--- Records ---

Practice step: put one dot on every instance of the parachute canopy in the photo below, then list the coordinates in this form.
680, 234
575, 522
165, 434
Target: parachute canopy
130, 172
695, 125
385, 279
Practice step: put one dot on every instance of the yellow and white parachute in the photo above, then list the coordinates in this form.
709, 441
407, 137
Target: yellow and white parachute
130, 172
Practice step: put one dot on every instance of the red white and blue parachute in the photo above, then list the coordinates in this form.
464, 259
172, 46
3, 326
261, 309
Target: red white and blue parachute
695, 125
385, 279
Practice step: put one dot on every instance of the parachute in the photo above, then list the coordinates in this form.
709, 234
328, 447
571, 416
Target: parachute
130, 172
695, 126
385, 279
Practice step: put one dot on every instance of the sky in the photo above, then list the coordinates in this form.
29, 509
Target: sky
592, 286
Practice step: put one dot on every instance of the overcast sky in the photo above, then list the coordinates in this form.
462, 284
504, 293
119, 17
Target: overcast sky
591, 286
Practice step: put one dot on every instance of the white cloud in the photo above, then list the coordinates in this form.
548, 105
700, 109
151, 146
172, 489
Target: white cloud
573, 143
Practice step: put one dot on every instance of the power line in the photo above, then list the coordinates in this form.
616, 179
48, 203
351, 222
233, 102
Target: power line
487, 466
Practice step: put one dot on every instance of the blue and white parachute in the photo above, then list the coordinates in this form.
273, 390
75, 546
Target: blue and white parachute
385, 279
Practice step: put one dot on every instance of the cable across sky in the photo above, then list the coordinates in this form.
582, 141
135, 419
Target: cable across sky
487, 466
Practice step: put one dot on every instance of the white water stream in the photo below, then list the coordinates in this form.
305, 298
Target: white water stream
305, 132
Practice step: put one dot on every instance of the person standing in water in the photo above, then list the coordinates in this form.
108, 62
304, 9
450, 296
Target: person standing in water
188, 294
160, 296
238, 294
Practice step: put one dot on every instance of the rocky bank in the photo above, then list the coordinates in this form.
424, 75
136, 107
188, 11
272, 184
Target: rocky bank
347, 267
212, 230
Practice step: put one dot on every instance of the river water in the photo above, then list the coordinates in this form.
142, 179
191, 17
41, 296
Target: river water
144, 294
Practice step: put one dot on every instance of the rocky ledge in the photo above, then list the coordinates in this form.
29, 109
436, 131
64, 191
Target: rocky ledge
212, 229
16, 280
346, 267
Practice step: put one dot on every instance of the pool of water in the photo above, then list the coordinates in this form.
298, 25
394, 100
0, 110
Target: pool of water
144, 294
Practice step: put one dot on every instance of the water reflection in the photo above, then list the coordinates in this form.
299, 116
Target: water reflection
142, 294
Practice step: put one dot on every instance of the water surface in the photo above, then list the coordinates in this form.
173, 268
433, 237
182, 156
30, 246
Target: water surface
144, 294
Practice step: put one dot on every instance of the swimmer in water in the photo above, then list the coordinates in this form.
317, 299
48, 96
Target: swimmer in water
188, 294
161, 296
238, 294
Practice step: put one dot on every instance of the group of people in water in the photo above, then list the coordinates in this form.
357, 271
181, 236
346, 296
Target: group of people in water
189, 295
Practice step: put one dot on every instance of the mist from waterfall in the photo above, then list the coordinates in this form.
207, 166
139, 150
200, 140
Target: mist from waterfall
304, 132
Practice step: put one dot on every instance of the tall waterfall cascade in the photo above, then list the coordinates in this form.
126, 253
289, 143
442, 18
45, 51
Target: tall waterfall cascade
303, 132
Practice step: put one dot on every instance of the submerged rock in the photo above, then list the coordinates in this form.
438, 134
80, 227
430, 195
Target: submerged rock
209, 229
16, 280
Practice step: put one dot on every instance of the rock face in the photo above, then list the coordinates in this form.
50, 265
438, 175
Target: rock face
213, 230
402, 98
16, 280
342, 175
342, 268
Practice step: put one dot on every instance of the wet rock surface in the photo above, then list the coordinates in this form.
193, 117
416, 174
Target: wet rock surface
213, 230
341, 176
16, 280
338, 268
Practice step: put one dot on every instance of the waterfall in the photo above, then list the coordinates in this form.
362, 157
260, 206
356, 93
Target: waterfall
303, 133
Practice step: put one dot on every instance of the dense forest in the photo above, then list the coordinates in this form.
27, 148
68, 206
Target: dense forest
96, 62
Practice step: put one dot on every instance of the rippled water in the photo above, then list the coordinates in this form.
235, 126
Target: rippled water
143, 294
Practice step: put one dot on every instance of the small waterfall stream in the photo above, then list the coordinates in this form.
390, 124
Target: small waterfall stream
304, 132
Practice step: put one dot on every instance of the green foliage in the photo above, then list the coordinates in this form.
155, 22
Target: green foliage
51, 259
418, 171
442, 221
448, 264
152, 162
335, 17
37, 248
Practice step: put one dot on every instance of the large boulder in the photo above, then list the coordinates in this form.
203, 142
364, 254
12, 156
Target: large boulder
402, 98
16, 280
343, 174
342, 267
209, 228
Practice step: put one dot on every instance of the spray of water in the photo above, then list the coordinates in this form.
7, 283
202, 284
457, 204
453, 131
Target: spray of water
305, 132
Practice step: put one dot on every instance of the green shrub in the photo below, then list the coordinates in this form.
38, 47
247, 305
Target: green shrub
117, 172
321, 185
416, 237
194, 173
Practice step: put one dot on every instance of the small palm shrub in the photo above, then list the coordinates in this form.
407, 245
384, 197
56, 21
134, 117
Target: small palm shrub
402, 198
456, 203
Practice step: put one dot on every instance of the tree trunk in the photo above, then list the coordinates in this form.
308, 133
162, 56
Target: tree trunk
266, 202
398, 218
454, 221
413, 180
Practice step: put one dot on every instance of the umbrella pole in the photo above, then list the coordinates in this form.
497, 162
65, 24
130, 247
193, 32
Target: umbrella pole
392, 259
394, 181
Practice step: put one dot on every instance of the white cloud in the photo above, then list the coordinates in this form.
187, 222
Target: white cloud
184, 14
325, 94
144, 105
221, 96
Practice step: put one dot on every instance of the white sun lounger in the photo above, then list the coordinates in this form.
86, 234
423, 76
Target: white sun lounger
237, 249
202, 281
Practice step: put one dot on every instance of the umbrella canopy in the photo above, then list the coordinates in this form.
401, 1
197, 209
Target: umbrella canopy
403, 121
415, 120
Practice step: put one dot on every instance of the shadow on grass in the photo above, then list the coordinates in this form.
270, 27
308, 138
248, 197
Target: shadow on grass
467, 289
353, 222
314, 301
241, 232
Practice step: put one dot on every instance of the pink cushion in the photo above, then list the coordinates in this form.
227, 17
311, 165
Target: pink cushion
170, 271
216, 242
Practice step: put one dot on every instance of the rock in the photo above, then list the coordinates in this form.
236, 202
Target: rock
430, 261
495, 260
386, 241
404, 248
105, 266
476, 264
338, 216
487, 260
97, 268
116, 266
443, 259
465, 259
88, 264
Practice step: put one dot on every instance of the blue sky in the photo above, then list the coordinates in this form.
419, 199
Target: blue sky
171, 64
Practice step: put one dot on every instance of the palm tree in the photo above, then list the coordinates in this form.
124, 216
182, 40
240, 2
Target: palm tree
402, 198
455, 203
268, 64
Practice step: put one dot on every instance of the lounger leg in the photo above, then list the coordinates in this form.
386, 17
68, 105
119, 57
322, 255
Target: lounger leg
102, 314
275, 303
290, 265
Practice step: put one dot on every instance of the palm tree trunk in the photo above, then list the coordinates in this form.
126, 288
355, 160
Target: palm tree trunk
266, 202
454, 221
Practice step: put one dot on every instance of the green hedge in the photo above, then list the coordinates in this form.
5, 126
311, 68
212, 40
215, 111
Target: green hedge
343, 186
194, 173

--- PROBLEM ---
Set down, exactly and in full, the lines from the one containing "Practice step: put one dot on every instance of the pink" through the end of the entries; no other line belongs.

--- COMPLETED TASK ---
Practice step: put one dot on every instance of the pink cushion in the photo above, then list the coordinates in this form.
227, 17
311, 165
Target: pink cushion
170, 271
216, 242
Practice step: put one dot on every instance of the rock in the photo above, then list the coordinates in this form.
236, 202
Target: rock
430, 261
495, 260
386, 241
404, 248
105, 266
476, 264
338, 216
487, 260
97, 268
116, 266
443, 259
465, 259
88, 264
Practice step: put one dot on every instance of the blue sky in the photo above, then list the coordinates in this form.
419, 199
Target: blue sky
171, 64
Practice step: put one dot on every instance of the palm tree in the photo above, then list the coordinates in this form.
124, 216
182, 40
240, 2
Target: palm tree
402, 198
455, 203
268, 64
Practice step: put one dot on every instance of the lounger leg in the photo above, then list the coordinates in this form.
386, 17
68, 105
119, 57
322, 255
Target: lounger leg
102, 314
275, 303
290, 265
Practice step: put one dot on every instance of the palm tree trunk in the photo above, then list the coordinates in this form.
126, 288
355, 160
Target: palm tree trunk
266, 202
454, 221
Practice step: put one dot on every instance of the green hedge in the photo above, then list the coordinates in this form.
5, 126
311, 68
212, 40
215, 111
Target: green hedge
343, 186
194, 173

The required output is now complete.